Problem to work on
Everything from the line containing "the child's arm" down to the last line of the entries below must be transcribed exactly, and nothing else.
----- Task material
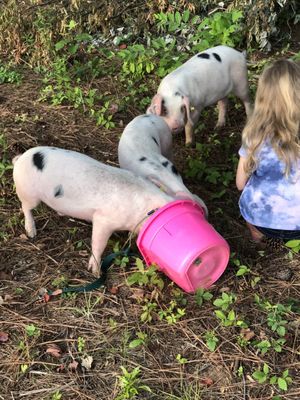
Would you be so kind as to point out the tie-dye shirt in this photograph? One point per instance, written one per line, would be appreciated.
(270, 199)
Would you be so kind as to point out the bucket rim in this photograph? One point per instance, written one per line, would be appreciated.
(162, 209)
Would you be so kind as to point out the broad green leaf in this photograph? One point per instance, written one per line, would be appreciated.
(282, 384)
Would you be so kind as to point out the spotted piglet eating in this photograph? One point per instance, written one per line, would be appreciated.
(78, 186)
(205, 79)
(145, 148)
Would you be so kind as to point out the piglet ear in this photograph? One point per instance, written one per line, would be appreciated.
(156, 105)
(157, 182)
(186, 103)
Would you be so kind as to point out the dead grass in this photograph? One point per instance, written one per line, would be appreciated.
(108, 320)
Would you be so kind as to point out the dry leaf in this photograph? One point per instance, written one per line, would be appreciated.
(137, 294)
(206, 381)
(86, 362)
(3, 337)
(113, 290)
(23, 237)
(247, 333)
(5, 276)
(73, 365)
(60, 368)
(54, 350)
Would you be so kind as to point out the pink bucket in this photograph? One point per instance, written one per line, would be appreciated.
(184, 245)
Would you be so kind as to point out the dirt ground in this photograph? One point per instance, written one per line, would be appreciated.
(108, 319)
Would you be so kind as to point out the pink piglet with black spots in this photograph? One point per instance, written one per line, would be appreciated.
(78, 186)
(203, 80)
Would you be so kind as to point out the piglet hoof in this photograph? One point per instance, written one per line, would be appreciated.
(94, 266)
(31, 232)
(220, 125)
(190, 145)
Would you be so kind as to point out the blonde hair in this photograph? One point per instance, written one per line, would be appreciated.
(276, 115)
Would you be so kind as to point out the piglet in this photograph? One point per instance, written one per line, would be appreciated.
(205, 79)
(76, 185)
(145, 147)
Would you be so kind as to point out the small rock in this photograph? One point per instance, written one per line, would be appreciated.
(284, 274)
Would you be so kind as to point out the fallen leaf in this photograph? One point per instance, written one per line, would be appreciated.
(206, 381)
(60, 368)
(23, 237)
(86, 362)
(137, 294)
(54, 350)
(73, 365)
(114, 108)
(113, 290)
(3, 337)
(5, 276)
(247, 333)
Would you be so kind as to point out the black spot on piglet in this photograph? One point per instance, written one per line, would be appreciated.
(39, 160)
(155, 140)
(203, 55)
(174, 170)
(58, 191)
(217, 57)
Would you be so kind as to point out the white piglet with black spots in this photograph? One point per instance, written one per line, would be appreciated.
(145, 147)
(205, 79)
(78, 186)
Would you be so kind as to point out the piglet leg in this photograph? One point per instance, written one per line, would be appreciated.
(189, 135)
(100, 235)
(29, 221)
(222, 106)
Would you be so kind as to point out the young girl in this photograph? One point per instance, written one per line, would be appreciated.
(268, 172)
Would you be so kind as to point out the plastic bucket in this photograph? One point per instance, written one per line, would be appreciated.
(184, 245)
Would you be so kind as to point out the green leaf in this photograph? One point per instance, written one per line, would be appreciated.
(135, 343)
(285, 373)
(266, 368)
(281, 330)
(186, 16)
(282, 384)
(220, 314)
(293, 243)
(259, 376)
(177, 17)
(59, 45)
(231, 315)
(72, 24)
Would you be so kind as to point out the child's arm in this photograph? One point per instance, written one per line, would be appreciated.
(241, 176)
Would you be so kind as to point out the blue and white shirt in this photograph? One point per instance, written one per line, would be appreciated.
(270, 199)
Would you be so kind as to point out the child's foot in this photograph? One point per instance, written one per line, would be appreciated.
----------
The answer
Would you be so kind as to point out the child's arm in this photograph? One point per instance, written one per line, would be appreciated.
(241, 176)
Would you be so kind as to point out the blue and white shirt in this photograph? One point per instance, written one per line, would be appreciated.
(270, 199)
Would you be so kind as to point out the child's foot in this photograph? One point per instance, written one per line, would be appreciated.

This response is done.